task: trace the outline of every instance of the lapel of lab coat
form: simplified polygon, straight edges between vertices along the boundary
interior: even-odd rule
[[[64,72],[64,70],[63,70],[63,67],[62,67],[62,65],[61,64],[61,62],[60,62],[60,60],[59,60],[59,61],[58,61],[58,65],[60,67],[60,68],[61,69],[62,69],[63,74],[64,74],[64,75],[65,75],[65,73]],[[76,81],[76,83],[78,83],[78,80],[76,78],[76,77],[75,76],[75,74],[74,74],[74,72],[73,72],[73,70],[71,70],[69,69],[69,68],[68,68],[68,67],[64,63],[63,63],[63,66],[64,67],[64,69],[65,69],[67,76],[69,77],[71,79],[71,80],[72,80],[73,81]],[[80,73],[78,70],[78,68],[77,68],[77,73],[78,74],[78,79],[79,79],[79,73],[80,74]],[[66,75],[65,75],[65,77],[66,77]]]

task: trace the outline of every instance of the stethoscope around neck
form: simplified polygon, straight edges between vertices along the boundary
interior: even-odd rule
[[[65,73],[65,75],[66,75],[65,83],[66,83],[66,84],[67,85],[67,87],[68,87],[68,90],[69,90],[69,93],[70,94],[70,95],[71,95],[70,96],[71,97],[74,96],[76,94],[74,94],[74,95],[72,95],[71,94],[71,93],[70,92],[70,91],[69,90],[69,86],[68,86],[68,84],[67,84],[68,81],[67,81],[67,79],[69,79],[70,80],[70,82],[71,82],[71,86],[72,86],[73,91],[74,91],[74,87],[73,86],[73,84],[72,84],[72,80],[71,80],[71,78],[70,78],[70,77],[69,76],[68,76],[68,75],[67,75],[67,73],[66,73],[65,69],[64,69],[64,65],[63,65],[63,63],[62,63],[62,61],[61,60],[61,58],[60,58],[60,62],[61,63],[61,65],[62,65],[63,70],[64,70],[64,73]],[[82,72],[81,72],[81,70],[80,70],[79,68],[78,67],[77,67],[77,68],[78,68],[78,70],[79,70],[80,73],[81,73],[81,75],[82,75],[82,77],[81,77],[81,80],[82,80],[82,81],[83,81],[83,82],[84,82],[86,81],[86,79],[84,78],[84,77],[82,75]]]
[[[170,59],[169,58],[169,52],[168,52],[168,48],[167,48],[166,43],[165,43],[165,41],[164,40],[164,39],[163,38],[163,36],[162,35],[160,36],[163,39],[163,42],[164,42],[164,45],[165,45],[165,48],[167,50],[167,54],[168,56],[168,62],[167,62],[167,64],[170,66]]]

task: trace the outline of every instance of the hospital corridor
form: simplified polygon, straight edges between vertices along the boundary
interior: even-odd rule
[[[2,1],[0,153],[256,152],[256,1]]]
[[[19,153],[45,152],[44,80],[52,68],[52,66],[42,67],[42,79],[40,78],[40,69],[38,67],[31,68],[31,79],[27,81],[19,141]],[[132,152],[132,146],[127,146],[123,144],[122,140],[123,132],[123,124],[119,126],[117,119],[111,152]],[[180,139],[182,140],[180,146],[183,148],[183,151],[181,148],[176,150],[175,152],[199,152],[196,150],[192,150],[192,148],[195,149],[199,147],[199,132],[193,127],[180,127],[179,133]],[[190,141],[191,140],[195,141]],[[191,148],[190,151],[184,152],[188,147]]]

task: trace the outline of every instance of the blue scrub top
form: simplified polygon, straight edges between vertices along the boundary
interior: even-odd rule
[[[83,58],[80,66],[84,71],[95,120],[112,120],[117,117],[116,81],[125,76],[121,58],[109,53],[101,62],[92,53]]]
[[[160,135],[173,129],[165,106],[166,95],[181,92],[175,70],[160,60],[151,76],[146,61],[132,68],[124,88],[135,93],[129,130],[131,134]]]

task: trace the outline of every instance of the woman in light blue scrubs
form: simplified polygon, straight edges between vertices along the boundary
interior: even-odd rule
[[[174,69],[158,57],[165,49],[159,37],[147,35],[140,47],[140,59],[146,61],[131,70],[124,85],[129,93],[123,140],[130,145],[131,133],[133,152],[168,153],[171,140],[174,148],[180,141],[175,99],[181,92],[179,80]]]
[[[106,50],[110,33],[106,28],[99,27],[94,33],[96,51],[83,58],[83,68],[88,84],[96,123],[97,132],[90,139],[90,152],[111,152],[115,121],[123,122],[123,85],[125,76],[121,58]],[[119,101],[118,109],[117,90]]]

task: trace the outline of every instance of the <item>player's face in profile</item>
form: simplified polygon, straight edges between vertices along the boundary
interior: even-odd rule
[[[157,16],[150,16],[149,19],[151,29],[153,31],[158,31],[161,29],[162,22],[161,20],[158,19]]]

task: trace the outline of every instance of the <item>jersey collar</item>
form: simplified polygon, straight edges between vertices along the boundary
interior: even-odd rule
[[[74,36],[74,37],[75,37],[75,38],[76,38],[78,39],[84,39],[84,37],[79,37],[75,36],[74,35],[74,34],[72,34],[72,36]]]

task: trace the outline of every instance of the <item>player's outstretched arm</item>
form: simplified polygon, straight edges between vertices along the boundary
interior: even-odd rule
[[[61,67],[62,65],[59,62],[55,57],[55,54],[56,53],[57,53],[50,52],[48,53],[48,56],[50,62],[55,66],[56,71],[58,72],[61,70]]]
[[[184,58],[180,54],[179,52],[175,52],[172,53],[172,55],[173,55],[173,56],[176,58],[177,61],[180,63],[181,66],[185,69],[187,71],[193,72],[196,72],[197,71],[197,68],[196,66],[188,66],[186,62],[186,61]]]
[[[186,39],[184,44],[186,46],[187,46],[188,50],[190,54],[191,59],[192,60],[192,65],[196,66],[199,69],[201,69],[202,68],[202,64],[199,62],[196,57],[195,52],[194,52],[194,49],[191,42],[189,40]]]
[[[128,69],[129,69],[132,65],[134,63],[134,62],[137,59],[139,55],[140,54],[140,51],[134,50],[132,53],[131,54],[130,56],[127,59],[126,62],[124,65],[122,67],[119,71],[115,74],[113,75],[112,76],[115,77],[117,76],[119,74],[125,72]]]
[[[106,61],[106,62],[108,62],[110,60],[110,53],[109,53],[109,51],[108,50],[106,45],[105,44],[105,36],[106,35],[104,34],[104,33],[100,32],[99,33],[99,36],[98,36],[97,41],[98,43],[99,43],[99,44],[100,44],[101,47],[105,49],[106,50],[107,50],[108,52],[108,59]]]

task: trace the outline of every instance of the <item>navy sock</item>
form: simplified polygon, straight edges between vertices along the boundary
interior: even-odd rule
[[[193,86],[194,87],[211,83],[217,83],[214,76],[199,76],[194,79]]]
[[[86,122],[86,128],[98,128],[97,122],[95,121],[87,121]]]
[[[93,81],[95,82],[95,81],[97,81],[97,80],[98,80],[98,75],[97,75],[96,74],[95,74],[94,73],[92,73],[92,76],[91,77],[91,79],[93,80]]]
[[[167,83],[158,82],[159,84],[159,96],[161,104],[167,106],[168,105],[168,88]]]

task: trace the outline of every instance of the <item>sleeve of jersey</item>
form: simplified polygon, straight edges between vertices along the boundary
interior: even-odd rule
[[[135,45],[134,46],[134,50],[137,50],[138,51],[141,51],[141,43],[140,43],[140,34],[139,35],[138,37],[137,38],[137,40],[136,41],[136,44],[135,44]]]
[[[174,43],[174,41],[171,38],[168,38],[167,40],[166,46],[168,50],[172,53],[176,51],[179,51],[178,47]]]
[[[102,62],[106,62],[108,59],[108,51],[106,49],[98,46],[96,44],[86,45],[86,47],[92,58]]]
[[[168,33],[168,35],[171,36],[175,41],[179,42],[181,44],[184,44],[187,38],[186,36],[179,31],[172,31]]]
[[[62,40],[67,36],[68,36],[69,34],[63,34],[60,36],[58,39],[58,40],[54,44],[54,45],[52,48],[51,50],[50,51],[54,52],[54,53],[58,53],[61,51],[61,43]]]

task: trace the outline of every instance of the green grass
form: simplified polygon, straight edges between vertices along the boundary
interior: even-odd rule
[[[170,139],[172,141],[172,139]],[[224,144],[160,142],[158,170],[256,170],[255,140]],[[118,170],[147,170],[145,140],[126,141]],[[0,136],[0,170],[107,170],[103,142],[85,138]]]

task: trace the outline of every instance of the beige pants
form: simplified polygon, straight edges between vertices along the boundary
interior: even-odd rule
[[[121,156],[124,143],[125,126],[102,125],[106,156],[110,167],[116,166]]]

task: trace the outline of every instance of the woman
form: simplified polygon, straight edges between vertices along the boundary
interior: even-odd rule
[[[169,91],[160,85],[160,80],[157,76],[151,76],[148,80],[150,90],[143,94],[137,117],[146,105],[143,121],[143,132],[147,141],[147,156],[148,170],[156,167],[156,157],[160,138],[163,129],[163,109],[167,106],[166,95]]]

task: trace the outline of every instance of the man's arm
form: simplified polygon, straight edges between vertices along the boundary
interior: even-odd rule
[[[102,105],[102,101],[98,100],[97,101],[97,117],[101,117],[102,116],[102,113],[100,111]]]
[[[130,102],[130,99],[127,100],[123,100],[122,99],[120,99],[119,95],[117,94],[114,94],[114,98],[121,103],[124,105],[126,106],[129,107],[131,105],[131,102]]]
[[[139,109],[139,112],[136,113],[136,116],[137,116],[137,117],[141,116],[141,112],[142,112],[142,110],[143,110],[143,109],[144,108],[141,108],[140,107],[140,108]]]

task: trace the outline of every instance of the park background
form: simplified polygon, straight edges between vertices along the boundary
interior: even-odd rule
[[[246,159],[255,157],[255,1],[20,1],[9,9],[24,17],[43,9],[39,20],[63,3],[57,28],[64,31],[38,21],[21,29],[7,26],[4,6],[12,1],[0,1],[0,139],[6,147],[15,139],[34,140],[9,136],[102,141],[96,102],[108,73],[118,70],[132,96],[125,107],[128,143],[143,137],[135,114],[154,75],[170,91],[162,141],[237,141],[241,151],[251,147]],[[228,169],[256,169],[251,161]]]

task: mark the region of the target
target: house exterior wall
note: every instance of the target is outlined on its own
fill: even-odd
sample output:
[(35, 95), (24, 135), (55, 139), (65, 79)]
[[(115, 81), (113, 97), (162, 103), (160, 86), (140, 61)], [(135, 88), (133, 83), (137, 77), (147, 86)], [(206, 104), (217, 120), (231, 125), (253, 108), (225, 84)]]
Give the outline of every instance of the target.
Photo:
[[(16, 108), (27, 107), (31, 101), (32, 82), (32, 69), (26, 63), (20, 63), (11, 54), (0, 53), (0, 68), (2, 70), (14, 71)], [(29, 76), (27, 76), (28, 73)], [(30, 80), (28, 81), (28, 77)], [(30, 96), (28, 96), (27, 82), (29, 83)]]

▬▬▬▬▬▬▬▬▬▬

Problem description
Reproduce the lines word for word, starting at the one holding "task: mark the region of the target" and ending at the final line of the material above.

Answer to the problem
task: mark the region of the target
target: house exterior wall
note: every instance of the target is outlined on its own
fill: even-odd
sample output:
[(35, 95), (24, 135), (55, 139), (65, 79)]
[[(115, 81), (113, 97), (162, 103), (160, 86), (140, 61)], [(135, 88), (133, 83), (137, 77), (147, 86)], [(206, 104), (217, 120), (231, 125), (253, 108), (225, 84)]]
Give the outline of every instance of the target.
Photo:
[[(16, 108), (27, 107), (31, 101), (32, 82), (32, 69), (26, 63), (20, 63), (11, 54), (0, 53), (0, 68), (2, 70), (14, 71)], [(29, 76), (27, 76), (28, 73)], [(30, 80), (28, 81), (28, 77)], [(30, 96), (28, 96), (27, 82), (29, 83)]]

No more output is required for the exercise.